-- GOAL --
Write what comes next in the annual general meeting notice below, picking up after its eighth resolution.

Notice of Annual General Meeting

NOTICE OF ANNUAL GENERAL MEETING

Notice is given that the Annual General Meeting of Actual Experience plc (the Company) will be held at the 
offices of Osborne Clarke LLP at One London Wall, London, EC2Y 5EB at 11 a.m. on Thursday 24 March 2022 
for the purposes below. 

To consider and, if thought fit, to pass the following resolutions as  
ordinary resolutions:
1.  To receive the Company’s Annual Financial Statements, Strategic Report and Directors’ and auditors’ 

reports for the year ended 30 September 2021. 

2.  To re-elect Kirsten English as a Director. 

3.  To re-elect Dave Page as a Director. 

4.  To re-elect Steve Bennetts as a Director. 

5.  To re-elect Sir Bryan Carsberg as a Director.

6.  To re-elect Stephen Davidson as a Director. 

7.  To reappoint PricewaterhouseCoopers LLP as auditors of the Company. 

8.  To authorise the Directors to determine the remuneration of the auditors.

-- MATERIAL --
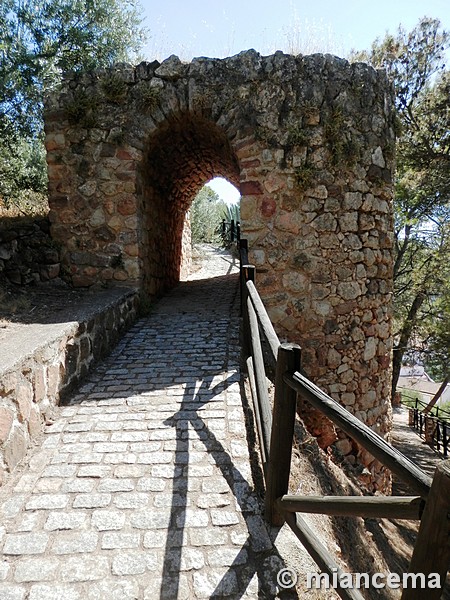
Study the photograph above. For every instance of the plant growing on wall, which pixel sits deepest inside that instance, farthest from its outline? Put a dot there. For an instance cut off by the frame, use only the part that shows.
(40, 40)
(416, 63)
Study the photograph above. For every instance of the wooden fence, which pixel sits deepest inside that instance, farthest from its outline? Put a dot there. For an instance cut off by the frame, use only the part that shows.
(275, 429)
(435, 428)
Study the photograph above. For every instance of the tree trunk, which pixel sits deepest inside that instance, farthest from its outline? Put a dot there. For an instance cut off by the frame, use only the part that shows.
(405, 334)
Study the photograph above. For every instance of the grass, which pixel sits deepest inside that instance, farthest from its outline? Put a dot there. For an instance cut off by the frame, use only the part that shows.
(26, 204)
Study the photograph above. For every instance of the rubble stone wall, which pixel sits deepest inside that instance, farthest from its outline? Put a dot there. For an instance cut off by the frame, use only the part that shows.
(59, 356)
(308, 141)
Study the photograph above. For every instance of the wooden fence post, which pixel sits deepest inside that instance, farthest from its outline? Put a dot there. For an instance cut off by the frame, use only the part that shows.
(283, 420)
(243, 260)
(248, 274)
(432, 549)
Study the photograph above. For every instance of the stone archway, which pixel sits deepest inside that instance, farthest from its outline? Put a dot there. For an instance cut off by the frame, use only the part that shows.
(180, 157)
(308, 140)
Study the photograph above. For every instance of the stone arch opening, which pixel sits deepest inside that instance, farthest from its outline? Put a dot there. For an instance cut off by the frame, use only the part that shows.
(181, 156)
(309, 142)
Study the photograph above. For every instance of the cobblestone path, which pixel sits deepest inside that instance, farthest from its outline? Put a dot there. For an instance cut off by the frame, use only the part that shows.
(142, 487)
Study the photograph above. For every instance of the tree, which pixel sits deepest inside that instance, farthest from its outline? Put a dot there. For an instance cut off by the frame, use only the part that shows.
(416, 63)
(39, 41)
(207, 212)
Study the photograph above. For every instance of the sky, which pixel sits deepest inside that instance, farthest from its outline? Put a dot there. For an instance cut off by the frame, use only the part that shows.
(219, 29)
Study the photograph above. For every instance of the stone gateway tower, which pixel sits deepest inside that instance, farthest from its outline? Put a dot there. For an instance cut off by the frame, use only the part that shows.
(308, 141)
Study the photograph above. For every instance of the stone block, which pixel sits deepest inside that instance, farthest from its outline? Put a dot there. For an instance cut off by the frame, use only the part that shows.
(6, 421)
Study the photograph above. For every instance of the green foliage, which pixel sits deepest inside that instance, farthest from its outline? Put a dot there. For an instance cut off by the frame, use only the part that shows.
(22, 170)
(409, 398)
(115, 88)
(207, 212)
(39, 41)
(147, 96)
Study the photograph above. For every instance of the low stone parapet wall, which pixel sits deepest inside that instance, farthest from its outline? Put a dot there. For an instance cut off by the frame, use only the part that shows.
(41, 363)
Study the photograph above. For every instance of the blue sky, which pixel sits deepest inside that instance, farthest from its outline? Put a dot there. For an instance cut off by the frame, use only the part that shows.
(219, 29)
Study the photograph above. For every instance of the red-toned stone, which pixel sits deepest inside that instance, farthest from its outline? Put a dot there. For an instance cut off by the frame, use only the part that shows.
(126, 206)
(123, 154)
(251, 188)
(252, 162)
(268, 207)
(6, 421)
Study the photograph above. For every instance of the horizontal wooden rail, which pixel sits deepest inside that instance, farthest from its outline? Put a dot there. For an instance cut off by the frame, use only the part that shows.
(372, 507)
(319, 554)
(392, 458)
(264, 320)
(260, 378)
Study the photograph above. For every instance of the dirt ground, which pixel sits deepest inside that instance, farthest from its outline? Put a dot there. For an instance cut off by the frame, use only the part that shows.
(360, 545)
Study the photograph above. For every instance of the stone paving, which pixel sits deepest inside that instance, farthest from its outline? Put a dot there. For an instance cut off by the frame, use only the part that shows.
(142, 487)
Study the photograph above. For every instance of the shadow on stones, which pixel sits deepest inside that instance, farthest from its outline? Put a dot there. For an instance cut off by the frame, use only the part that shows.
(257, 552)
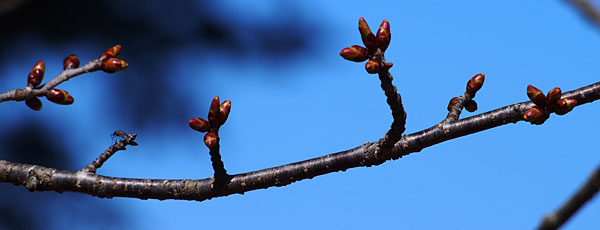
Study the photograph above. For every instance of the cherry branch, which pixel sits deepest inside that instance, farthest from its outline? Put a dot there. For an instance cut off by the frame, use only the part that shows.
(39, 178)
(584, 194)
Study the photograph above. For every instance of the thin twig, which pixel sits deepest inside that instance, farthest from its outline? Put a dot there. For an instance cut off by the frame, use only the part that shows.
(26, 93)
(588, 10)
(39, 178)
(394, 100)
(584, 194)
(127, 139)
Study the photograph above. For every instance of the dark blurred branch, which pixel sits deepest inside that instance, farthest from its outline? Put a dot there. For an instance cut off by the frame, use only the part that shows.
(588, 10)
(586, 192)
(39, 178)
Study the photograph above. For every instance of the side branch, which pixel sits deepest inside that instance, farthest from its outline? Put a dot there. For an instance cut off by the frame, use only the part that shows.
(586, 192)
(39, 178)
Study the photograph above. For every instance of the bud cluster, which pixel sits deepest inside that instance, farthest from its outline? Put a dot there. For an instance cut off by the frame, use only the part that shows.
(373, 43)
(546, 104)
(217, 115)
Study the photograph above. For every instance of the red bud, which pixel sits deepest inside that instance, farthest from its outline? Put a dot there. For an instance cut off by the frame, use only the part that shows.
(366, 34)
(60, 97)
(199, 124)
(111, 52)
(34, 103)
(71, 62)
(355, 53)
(565, 105)
(224, 110)
(475, 83)
(553, 96)
(536, 95)
(372, 66)
(534, 115)
(213, 112)
(383, 36)
(211, 139)
(470, 105)
(111, 65)
(36, 75)
(451, 103)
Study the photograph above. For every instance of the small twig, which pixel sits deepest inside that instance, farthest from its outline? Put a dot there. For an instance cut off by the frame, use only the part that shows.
(127, 139)
(561, 216)
(26, 93)
(587, 9)
(394, 100)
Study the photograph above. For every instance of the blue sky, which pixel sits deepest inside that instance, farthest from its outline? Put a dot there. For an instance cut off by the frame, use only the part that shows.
(316, 103)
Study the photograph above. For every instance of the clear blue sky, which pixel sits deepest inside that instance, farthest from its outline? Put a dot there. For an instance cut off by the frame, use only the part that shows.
(316, 103)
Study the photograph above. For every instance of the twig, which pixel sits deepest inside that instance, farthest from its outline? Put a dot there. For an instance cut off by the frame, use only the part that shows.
(561, 216)
(26, 93)
(588, 10)
(127, 139)
(394, 100)
(39, 178)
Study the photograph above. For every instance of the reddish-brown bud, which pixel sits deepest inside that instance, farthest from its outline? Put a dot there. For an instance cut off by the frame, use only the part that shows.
(475, 83)
(36, 75)
(355, 53)
(470, 105)
(111, 65)
(565, 105)
(199, 124)
(71, 62)
(213, 112)
(211, 139)
(372, 66)
(383, 36)
(534, 115)
(34, 103)
(388, 65)
(553, 96)
(366, 34)
(60, 96)
(536, 95)
(451, 103)
(224, 110)
(111, 52)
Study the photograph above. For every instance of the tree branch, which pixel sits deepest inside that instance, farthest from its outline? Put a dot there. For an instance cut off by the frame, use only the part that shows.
(586, 192)
(39, 178)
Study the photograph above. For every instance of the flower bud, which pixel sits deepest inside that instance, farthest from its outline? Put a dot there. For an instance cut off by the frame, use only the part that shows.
(111, 52)
(451, 103)
(366, 34)
(470, 105)
(60, 97)
(36, 75)
(71, 62)
(211, 139)
(565, 105)
(213, 112)
(383, 36)
(199, 124)
(111, 65)
(536, 95)
(224, 110)
(553, 96)
(534, 115)
(475, 83)
(355, 53)
(34, 103)
(372, 66)
(388, 65)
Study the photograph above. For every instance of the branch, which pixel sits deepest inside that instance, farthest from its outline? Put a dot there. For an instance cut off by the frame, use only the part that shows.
(586, 192)
(39, 178)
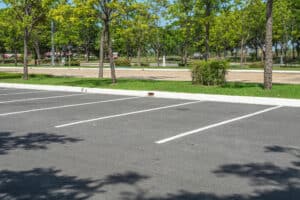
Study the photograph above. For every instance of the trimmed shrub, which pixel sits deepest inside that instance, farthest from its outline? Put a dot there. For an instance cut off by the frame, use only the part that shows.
(74, 63)
(122, 62)
(256, 65)
(143, 64)
(209, 73)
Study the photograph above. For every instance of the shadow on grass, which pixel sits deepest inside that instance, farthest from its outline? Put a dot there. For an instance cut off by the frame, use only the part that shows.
(240, 85)
(31, 141)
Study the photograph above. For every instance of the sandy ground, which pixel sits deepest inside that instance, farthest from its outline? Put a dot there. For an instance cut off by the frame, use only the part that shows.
(180, 75)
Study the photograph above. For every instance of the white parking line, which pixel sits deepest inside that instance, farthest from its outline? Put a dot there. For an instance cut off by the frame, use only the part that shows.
(3, 89)
(66, 106)
(125, 114)
(40, 98)
(23, 93)
(216, 125)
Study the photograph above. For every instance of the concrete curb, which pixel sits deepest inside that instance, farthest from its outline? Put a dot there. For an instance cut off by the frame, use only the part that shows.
(157, 94)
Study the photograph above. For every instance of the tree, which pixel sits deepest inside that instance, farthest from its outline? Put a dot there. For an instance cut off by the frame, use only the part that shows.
(107, 10)
(183, 13)
(28, 14)
(269, 45)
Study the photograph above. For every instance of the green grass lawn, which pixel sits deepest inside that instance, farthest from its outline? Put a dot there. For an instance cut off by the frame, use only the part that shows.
(240, 89)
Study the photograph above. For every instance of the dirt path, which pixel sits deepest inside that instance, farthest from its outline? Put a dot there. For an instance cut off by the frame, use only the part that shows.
(164, 74)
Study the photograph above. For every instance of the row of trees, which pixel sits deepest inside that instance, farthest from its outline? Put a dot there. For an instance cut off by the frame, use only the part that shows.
(158, 27)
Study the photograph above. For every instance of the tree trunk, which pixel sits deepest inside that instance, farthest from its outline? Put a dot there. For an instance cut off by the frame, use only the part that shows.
(269, 44)
(37, 51)
(87, 53)
(157, 57)
(256, 53)
(185, 57)
(139, 55)
(110, 53)
(16, 57)
(25, 65)
(207, 29)
(293, 51)
(101, 54)
(242, 52)
(298, 49)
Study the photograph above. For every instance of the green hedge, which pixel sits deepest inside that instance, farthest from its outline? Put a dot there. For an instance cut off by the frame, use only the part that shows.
(209, 73)
(122, 62)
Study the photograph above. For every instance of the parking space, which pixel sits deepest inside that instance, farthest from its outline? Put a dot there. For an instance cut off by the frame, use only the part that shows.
(90, 146)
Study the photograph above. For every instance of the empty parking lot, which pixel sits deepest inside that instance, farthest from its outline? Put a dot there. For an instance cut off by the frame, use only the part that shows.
(61, 145)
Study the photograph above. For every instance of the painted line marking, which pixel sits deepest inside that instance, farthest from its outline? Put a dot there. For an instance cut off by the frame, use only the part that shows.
(125, 114)
(4, 89)
(216, 125)
(41, 98)
(23, 93)
(66, 106)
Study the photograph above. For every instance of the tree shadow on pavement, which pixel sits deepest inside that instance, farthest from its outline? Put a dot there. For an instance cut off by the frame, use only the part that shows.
(283, 183)
(31, 141)
(51, 184)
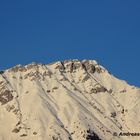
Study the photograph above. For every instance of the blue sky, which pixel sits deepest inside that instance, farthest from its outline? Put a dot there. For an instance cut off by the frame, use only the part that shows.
(51, 30)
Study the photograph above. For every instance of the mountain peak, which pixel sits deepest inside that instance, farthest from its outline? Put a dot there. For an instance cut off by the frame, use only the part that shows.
(66, 100)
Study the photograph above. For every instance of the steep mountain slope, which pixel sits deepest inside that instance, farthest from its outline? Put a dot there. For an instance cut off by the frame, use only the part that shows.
(69, 100)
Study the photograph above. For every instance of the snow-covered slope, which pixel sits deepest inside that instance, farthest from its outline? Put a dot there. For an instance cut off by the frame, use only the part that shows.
(69, 100)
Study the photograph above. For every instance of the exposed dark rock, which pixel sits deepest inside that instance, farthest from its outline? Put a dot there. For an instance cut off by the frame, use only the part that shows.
(113, 114)
(1, 72)
(91, 135)
(98, 89)
(5, 97)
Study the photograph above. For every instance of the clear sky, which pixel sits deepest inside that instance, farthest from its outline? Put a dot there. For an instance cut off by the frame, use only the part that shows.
(52, 30)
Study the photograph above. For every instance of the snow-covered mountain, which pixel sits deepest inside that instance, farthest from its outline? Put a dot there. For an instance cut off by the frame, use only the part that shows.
(69, 100)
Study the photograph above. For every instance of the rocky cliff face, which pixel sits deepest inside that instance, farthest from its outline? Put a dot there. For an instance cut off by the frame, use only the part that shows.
(69, 100)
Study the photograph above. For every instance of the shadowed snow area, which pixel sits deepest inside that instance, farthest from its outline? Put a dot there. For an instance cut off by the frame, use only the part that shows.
(69, 100)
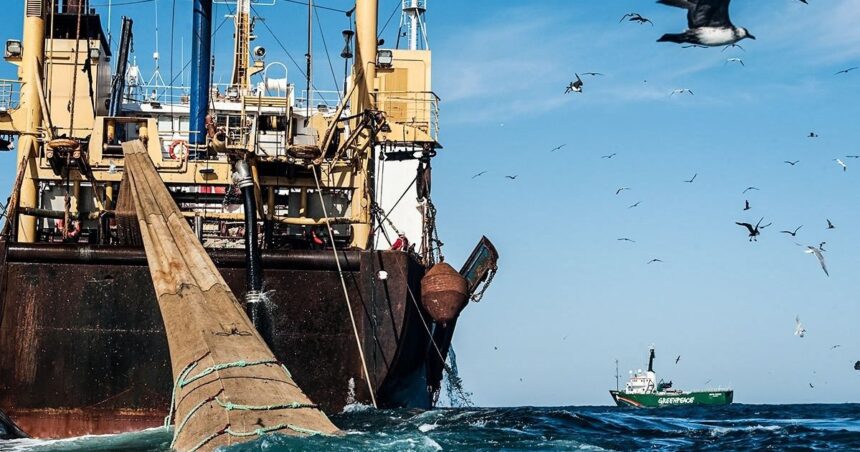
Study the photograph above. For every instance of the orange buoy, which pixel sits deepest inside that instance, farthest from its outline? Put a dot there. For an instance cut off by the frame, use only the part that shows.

-- TASK RESPONSE --
9.  That, pursuant to section 551 of the Companies Act 2006 (the Act), the Directors be and are generally 

and unconditionally authorised to exercise all powers of the Company to allot Relevant Securities up to 
an aggregate nominal amount of £38,185 provided that (unless previously revoked, varied or renewed) 
these authorities shall expire at the conclusion of the next Annual General Meeting (AGM) of the 
Company after the passing of this resolution or on the date falling 18 months after the passing of this 
resolution (whichever is the earlier), save that, in each case, the Company may make an offer or 
agreement before the authority expires which would or might require Relevant Securities to be allotted 
after the authority expires and the Directors may allot Relevant Securities pursuant to any such offer or 
agreement as if the authority had not expired.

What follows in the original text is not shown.